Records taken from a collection
------------------------------

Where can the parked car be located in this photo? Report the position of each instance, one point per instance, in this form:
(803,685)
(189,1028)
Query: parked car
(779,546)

------------------------------

• _Exercise brief_
Print all of the records above word for word, with nothing left out or changed.

• _Reply to the task_
Where can the parked car be located in this photo? Report the position of each instance, one point per instance, in this form:
(803,685)
(189,1028)
Query: parked car
(779,546)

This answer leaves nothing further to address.